> PROMPT
Gather every line in the rows below that contains the word "water". Case counts.

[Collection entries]
──────────
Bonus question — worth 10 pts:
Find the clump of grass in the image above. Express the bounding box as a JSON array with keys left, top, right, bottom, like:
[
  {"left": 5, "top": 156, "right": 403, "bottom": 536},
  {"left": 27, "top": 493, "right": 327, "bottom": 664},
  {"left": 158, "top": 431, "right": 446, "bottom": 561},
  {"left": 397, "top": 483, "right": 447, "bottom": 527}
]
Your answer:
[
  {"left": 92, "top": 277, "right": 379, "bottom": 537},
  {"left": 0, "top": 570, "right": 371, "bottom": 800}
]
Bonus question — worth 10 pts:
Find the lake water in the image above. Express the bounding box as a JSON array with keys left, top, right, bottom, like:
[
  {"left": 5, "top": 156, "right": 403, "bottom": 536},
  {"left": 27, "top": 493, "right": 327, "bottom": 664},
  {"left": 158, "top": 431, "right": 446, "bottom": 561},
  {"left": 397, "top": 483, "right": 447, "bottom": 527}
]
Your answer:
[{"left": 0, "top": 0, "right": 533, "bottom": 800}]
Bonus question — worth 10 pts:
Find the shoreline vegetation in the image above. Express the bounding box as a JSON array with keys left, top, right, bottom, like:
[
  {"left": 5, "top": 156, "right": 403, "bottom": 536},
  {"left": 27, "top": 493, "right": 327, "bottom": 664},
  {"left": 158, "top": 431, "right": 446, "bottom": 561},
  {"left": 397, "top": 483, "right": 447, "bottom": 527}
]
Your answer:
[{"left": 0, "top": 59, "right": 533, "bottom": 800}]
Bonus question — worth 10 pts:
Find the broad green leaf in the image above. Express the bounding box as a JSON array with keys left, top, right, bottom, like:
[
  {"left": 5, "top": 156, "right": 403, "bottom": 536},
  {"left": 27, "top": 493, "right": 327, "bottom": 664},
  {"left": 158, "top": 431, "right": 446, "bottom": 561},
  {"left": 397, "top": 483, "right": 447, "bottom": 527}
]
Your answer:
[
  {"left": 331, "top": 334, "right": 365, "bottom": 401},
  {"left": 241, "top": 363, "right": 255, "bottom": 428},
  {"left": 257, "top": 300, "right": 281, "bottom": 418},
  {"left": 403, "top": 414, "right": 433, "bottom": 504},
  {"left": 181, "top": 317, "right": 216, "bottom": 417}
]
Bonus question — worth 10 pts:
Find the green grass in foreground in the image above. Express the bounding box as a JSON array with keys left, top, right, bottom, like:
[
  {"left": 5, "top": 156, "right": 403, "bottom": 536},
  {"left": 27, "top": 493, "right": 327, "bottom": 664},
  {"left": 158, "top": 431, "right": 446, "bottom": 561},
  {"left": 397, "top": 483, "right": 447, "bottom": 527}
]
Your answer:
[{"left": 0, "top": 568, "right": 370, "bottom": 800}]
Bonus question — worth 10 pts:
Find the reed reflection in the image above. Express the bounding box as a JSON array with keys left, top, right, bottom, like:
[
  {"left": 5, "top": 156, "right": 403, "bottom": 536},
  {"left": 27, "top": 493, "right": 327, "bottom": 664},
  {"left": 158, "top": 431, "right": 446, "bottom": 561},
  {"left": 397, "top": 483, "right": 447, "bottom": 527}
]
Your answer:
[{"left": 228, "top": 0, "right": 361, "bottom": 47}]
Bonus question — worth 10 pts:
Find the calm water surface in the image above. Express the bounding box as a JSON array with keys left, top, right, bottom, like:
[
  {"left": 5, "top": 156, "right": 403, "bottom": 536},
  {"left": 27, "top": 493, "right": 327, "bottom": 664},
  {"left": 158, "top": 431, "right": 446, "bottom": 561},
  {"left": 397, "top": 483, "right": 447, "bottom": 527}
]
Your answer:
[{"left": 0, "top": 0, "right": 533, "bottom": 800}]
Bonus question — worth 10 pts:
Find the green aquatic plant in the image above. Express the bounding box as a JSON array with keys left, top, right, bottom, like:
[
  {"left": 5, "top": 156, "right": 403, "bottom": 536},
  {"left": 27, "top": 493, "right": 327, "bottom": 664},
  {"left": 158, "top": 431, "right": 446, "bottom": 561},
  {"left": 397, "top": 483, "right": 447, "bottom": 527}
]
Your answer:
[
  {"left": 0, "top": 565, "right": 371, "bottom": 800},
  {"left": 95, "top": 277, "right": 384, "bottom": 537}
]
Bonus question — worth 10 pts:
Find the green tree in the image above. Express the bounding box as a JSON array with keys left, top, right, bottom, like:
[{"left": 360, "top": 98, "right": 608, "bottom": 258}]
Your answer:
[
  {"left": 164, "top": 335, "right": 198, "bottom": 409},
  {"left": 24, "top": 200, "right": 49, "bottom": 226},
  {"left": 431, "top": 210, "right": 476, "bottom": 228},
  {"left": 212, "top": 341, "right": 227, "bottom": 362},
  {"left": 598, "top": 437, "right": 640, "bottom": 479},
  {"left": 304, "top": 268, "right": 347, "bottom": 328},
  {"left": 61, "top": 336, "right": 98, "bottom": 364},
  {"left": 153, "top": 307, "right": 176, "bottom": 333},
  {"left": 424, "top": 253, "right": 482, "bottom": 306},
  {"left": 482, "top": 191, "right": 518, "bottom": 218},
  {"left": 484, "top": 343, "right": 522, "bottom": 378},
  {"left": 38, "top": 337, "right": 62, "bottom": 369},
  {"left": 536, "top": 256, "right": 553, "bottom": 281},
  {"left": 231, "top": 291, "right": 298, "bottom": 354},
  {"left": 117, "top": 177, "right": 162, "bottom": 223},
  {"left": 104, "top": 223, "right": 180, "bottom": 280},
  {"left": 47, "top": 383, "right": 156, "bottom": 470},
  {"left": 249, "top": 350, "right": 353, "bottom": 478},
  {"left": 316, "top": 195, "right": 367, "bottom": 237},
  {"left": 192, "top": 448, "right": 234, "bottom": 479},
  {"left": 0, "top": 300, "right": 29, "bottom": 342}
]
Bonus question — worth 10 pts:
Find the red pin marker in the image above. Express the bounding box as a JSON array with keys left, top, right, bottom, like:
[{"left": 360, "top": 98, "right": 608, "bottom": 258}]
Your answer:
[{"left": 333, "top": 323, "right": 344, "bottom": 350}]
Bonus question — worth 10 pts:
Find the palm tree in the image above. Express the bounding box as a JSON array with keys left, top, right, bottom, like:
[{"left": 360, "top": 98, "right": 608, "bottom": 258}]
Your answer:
──────────
> OUTPUT OF THE EXERCISE
Find the lake water in the image above. Express the bounding box as a JSON array with keys left, top, right, bottom, like:
Find the calm water surface in the image above. Express the bounding box as a JSON array with keys left, top, right, bottom, like:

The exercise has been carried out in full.